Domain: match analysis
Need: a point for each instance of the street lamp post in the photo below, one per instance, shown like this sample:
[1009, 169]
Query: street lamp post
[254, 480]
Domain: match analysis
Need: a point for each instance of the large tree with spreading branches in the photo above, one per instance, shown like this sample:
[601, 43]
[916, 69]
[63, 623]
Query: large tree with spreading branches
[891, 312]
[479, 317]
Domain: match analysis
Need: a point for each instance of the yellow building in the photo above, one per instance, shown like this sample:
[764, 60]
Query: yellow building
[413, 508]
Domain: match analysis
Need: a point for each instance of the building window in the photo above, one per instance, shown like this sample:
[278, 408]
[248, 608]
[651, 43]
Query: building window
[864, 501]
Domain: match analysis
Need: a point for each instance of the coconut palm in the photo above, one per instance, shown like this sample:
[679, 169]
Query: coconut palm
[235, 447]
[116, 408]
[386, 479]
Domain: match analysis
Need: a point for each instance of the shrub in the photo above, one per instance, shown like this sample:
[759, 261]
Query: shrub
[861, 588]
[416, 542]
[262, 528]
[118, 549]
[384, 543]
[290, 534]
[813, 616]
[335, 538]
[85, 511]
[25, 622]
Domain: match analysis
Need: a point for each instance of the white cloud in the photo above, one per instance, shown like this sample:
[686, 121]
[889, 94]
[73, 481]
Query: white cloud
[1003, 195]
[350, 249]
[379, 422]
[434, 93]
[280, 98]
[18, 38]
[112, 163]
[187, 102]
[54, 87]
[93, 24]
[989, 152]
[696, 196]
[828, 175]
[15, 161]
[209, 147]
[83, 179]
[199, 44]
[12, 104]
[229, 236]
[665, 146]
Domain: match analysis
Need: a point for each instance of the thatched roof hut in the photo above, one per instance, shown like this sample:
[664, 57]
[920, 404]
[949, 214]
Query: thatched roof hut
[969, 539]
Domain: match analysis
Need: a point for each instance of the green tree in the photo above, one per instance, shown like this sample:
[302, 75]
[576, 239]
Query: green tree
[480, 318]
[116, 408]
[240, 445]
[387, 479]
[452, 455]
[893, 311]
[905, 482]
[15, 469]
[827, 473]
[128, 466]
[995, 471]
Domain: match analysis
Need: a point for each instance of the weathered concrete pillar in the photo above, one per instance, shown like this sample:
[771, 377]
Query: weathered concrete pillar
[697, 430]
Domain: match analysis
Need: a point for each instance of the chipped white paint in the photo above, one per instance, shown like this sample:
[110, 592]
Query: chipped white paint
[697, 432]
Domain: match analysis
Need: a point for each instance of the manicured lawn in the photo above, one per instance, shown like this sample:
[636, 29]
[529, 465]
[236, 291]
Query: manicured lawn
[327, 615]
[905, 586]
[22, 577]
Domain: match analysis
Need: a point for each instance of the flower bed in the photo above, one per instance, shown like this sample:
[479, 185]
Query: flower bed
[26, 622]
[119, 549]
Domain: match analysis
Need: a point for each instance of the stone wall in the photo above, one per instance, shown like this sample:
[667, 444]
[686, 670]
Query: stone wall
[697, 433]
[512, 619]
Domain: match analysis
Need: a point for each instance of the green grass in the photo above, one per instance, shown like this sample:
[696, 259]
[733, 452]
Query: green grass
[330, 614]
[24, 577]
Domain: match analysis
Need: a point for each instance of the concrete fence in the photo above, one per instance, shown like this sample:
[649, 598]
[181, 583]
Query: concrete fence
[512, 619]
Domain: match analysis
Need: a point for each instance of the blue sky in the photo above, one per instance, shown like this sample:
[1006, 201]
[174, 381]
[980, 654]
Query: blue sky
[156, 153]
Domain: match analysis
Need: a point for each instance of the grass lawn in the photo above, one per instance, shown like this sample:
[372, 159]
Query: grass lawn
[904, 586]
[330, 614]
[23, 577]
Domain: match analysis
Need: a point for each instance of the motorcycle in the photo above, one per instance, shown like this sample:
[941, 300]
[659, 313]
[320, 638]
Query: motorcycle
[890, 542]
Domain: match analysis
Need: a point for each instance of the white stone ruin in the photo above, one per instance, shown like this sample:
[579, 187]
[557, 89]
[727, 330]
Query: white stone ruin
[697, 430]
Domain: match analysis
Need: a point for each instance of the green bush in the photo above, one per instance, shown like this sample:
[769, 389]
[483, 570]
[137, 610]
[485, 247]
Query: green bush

• **What is required**
Print every entry exactly as it appears.

• **Solution to the exercise**
Domain: match analysis
Need: a point for each instance of the street lamp post in the photo below, one per instance, shown like this sample:
[1009, 169]
Query: street lamp post
[254, 480]
Domain: match analysis
Need: a point for each instance of the large tree with spreading branches in the photo above, one per instance, shown like this sample:
[601, 43]
[916, 69]
[63, 623]
Query: large tree with spreading branches
[891, 312]
[479, 317]
Domain: match analysis
Need: a point for each instance of the yellow building in the photo above, one per instance, shown like this sample:
[764, 60]
Query: yellow building
[413, 508]
Domain: match analysis
Need: a point for each instance of the building window in the photo above, one per instance, shown like this sample:
[278, 408]
[248, 608]
[651, 43]
Query: building window
[864, 501]
Domain: match analysis
Need: a point for each instance of the coconut palm in the photo above, one per instance, shown like this sample:
[679, 169]
Query: coconut palm
[235, 447]
[116, 408]
[386, 479]
Domain: match analysis
Need: a point for each instance of the shrub in the photo above, one per instance, shown like this sample:
[759, 261]
Query: shrub
[861, 588]
[416, 542]
[262, 528]
[118, 549]
[384, 543]
[290, 534]
[813, 616]
[335, 538]
[85, 511]
[25, 622]
Domain: match analysis
Need: a point for each instance of the white cloud in the photo above, one per instance, shown like this sample:
[686, 121]
[889, 94]
[73, 481]
Query: white cloud
[1003, 195]
[350, 249]
[379, 422]
[434, 93]
[280, 98]
[18, 38]
[112, 163]
[187, 102]
[54, 87]
[93, 24]
[989, 152]
[696, 196]
[828, 175]
[15, 161]
[209, 147]
[83, 179]
[199, 44]
[12, 104]
[229, 236]
[665, 146]
Domain: match analysis
Need: a point for each instance of the thatched roof hut in the photo above, one per instance, shown like this sample:
[664, 57]
[920, 404]
[949, 214]
Query: thatched roof hut
[969, 539]
Domain: match analysis
Need: a point for each instance of the green tree in the photo above, one per instance, shown like this sample:
[302, 75]
[576, 239]
Query: green tree
[480, 318]
[116, 408]
[240, 445]
[387, 479]
[452, 455]
[893, 311]
[905, 482]
[15, 469]
[827, 473]
[128, 466]
[995, 471]
Domain: match analysis
Need: a point for each instance of the weathered concrete pillar in the photo above, one per instance, shown like this sample:
[771, 377]
Query: weathered concrete pillar
[697, 430]
Domain: match analysis
Need: a point for each instance of the chipped white paint in the photo above, one per instance, shown like this sample:
[110, 592]
Query: chipped white paint
[697, 432]
Domain: match analysis
Need: a point for each instance of the manicured lawn in the photo above, one per instance, shown like this sample:
[636, 29]
[529, 465]
[236, 291]
Query: manicured lawn
[327, 615]
[905, 586]
[22, 577]
Domain: match analysis
Need: a point for each instance of the flower bed in the photo above, one per instance, shown like this sample:
[479, 185]
Query: flower bed
[26, 622]
[119, 549]
Domain: match analysis
Need: a point for each instance of the stone wall in the photo above, one per instance, shown like this sample:
[667, 444]
[686, 670]
Query: stone wall
[697, 433]
[512, 619]
Domain: match analysis
Need: a point for each instance of the green grass in the photo above, one per instance, shown like this sample:
[696, 259]
[733, 452]
Query: green grass
[330, 614]
[24, 577]
Domain: match analysis
Need: a point for each instance of the concrete fence in the photo above, one per instance, shown like this sample:
[649, 598]
[181, 583]
Query: concrete fence
[512, 619]
Domain: match analysis
Need: a point for each instance of the blue sky in the photo above, one per instance, shown like this sample:
[1006, 201]
[174, 381]
[980, 654]
Query: blue sky
[156, 153]
Domain: match analysis
Need: a point for each instance of the grass lawn in the photo above, one per instance, shown like this sample:
[372, 159]
Query: grass lawn
[904, 586]
[330, 614]
[23, 577]
Domain: match analysis
Need: a point for each instance of the motorcycle in the photo above, one per instance, shown like this sample:
[941, 300]
[659, 313]
[320, 638]
Query: motorcycle
[890, 542]
Domain: match analysis
Need: a point for each instance of the white stone ruin in the photo above, one per instance, shown like this sample:
[579, 187]
[557, 89]
[727, 330]
Query: white stone ruin
[697, 430]
Domain: match analysis
Need: a point for each instance of the green bush in the photo above, one per instance, shown like this sample:
[769, 389]
[483, 570]
[137, 610]
[485, 247]
Query: green bush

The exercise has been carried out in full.